Whitehot Magazine
"The Best Art In The World"
Antonius Roberts at ICE Incubator for Collaborative Epression | Artwork: SELF PORTRAIT Series (2020) 41.24 x 28 Conte and acrylic on paper. Credit: Judith Doyle
By BYRON ARMSTRONG February 24th, 2026
Assuming they haven’t been totally consumed by ego, there’s usually a point in an artist's life when the work stops being merely about making and becomes instead about meaning. Maturity demands the art created carries the weight of everything that’s come before. That includes everything that’s been lost and everything that might still be possible. For Antonius Roberts, that moment arrived with terrible clarity on April 14, 2025, when fire tore through the building adjacent to ICE, his Incubator for Collaborative Expression, creative sanctuary, and community arts hub in Nassau, Bahamas. The flames that scorched the neighboring structure also torched the grounds of ICE, the culmination of a forty-year career as artist, mentor, and cultural advocate. Vegetation blackened. The water system, destroyed. The roof, damaged. Inside, artworks by Roberts and the young resident artists he mentored were threatened by heat, smoke, and ash. Roberts’ “New Beginnings”, his solo/non-solo (I’ll explain later) exhibition, at the very gallery space that narrowly escaped destruction, opened on January 17, 2026 at ICE. It represents something far more profound than a typical artist's showcase. Launched within days of his birthday, it’s a meditation on what emerges after the flames; as curator Christina Wong-Turnquest describes them, works "shaped by loss, hope, and the possibility of renewal."

● **Data entries**
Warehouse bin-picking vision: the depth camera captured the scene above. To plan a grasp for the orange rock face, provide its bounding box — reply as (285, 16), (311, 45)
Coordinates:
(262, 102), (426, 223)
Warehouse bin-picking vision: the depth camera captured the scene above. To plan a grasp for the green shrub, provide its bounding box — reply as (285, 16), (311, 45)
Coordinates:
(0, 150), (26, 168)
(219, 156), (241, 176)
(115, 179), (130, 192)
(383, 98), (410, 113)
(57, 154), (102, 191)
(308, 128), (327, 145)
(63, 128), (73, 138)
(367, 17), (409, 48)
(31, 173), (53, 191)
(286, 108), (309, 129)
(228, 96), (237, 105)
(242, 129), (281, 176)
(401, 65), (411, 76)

● **Given exercise 1**
In the article about Antonius Roberts, on what date did fire tear through the building next to ICE?
● **Given exercise 2**
Go on with the article about Antonius Roberts, picking up right after its final sentence.
You won't need the records for any of this.

● **Exercise answer 1**
April 14, 2025

● **Exercise answer 2**
Curator of "NEW BEGINNINGS" Christina Wong-Turnquest, Credit: Judith Doyle
To understand “New Beginnings” you must first understand Roberts' lifelong relationship with materiality. Born in Nassau in 1958 and trained at the Philadelphia College of Art, Roberts has spent four decades developing a visual language in which ‘surface’ carries meaning. The Instagram announcement for the exhibition captures this concept perfectly:
"In New Beginnings, Antonius Roberts' meticulous handling of surface reveals stories embedded in form, texture, and touch. The textures hold their own language, quiet, deliberate, and deeply considered. Each mark, layering, and material choice carries intention, inviting viewers to read the works slowly, as one would a carefully told story."
(Center l to r): Antonius Roberts in his studio. Credit: Christina Wong-Turnquest | TOTEM I & II (2020) Silk cotton layered with goat skin | Sacred Space (2025) Mixed Media on Wood | The Warriors Series (2024) Credit: Judith Doyle
Attention ‘to surface’ characterizes Roberts' practice, from his early paintings with their vibrant color palette and brilliantly thin and thick application, to his renowned “Sacred Space” sculptures, carved from hurricane-battered trees indigenous to the land. But in the current exhibition, the surfaces carry the additional weight of knowing what was almost lost in this transformed space representing one of his most significant achievements. Roberts' career has been defined by transformation. His first “Sacred Space” installation at Clifton Heritage Park in 2005 established a template that would shape his subsequent decades. Twelve female figures carved from dead but rooted casuarina trees on a site that had witnessed the arrival of enslaved Africans to the Bahamas. Those figures, standing sentinel on cliffs overlooking the ocean, became more than sculpture; they transformed into a place of pilgrimage, remembrance, and of protest against a development that threatened the site's historical remains. Expanded to other locations, Roberts wasn’t imposing form on nature but collaborating with it, revealing the figures latent in fallen trees. This approach embodies his philosophy of conservation, preservation, and restoration that extends from the natural environment to the cultural heartbeat of The Bahamas.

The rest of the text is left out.